Search the records for the word "magenta" and report each line that has it.

===== Data shown

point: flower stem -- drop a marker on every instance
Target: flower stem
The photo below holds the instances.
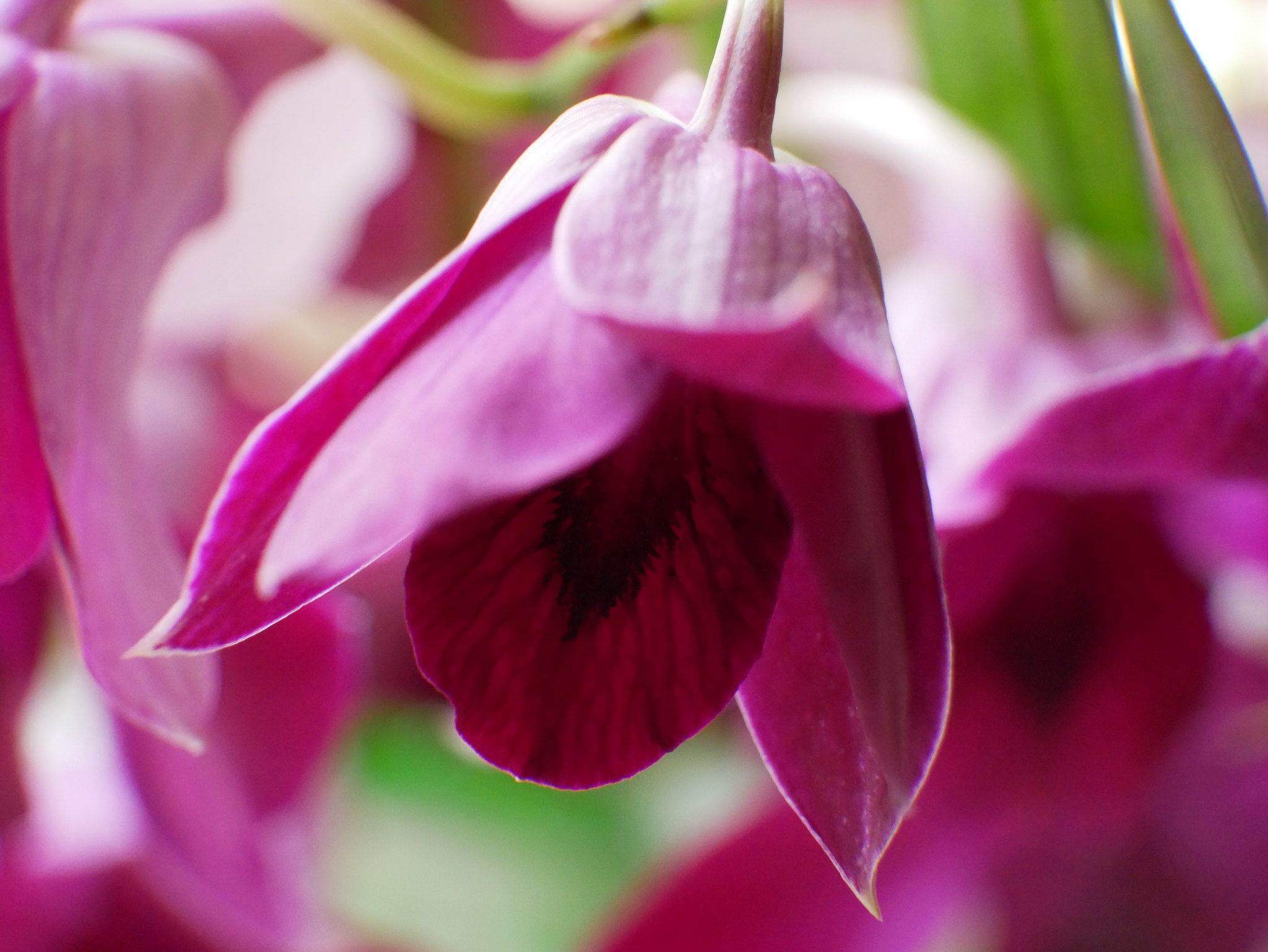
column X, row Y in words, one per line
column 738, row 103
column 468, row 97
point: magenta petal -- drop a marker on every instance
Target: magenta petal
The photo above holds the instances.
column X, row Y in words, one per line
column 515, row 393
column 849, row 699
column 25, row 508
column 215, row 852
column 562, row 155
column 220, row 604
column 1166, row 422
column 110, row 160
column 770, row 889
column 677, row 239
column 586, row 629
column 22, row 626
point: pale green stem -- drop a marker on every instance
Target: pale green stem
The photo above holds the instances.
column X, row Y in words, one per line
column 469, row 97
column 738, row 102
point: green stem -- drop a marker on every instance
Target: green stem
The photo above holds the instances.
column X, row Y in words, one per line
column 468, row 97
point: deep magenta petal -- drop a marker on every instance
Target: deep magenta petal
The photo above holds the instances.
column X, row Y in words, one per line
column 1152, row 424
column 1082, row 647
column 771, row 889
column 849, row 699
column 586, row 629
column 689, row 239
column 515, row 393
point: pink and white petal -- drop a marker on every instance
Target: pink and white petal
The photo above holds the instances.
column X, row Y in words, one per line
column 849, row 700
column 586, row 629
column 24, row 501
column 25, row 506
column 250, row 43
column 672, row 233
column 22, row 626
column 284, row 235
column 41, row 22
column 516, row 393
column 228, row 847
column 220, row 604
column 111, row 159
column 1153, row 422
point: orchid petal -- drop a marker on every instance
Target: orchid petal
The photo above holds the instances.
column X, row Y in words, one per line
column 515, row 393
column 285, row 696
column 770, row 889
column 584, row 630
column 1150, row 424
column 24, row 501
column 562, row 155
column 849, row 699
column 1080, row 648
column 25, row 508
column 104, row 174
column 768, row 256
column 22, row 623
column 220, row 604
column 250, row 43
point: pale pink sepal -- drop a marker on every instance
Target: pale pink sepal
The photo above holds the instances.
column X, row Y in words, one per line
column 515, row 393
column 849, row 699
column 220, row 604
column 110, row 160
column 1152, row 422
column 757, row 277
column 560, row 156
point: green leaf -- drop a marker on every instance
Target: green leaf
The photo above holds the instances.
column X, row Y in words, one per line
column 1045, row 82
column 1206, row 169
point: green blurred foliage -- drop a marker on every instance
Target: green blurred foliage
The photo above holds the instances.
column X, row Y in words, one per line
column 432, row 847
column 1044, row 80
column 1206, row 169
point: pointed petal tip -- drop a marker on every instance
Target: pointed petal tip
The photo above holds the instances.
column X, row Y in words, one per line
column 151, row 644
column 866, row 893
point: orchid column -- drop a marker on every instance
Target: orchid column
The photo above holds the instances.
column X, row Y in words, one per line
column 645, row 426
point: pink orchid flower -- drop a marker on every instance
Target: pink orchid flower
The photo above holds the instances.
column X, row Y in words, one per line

==========

> _Answer for this exercise_
point: magenta petal -- drop a marker on every instance
Target: magenta petal
point: deep magenta petal -- drop a marker on every instance
Target: deep magenta petal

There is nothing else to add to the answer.